## Parts of the exercise
[1] Print the stretch of the request settings text from "Note that Request" through "or Folder level." with no changes.
[2] Condense the paragraph of the request settings text that begins "You can add User Names and Passwords" into a short list that keeps its main facts.

## Given text
begin

Note that Request settings are not applicable to all test types, so whether you see the Request section will depend on which type of test you are configuring. All options will be displayed if you are configuring them at the Product or Folder level.

Configuring Request Settings

At the Folder or Test level, Navigate to the Request section and switch the inherited setting to override. This section is already expanded at the Product level. If you wish to use settings from the Parent Folder or Product and additional settings at this level, click the ellipsis and select "Copy Parent." (Passwords cannot be copied and must be manually entered.)

Adding Usernames and Passwords

You can add User Names and Passwords at the Product, Folder or Test level in order to test password-protected resources, such as webpages or servers. Catchpoint supports three standard types of HTTP authentication: Basic, Digest, and NTLM. The Login option enables you to pass the username and password values via macros to your transaction script for application authentication.

Add Credentials from the Library

  1. Click + Add User Name and Password
  2. Choose Select from Library
  3. Select the desired credential from the list
  4. Click Select
  5. Select an Authentication Type from the drop-down menu:
    Basic  Authentication encrypted as a Base64-encoded string.

end

## Given records
begin

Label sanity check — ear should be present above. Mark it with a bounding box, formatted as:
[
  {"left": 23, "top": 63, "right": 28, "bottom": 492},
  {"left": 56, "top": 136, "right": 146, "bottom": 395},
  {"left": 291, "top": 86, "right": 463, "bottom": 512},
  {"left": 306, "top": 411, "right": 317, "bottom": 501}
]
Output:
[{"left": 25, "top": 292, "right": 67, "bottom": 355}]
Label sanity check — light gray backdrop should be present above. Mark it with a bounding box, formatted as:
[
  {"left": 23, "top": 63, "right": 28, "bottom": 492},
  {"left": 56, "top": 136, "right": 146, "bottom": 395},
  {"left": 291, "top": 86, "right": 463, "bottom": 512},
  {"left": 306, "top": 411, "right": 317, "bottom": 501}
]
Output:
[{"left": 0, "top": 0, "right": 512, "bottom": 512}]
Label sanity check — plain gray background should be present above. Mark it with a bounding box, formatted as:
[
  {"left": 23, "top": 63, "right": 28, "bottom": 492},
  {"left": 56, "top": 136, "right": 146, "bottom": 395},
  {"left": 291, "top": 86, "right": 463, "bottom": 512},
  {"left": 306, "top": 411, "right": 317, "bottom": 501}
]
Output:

end
begin

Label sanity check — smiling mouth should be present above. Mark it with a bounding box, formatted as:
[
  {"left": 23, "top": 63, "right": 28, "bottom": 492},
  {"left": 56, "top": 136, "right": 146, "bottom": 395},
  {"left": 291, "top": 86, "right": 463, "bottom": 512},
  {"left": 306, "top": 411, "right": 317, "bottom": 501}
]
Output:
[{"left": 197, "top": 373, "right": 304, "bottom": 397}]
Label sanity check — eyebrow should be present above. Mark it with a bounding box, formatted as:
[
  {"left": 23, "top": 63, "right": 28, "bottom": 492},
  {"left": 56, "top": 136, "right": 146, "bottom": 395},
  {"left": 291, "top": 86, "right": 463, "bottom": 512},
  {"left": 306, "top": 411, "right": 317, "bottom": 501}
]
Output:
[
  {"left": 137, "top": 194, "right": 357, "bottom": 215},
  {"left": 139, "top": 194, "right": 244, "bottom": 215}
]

end

## Solutions to the problems
[1]
Note that Request settings are not applicable to all test types, so whether you see the Request section will depend on which type of test you are configuring. All options will be displayed if you are configuring them at the Product or Folder level.

[2]
- User names and passwords can be added at the Product, Folder or Test level to test password-protected resources such as webpages or servers.
- Catchpoint supports three standard types of HTTP authentication: Basic, Digest, and NTLM.
- The Login option passes the username and password values via macros to the transaction script for application authentication.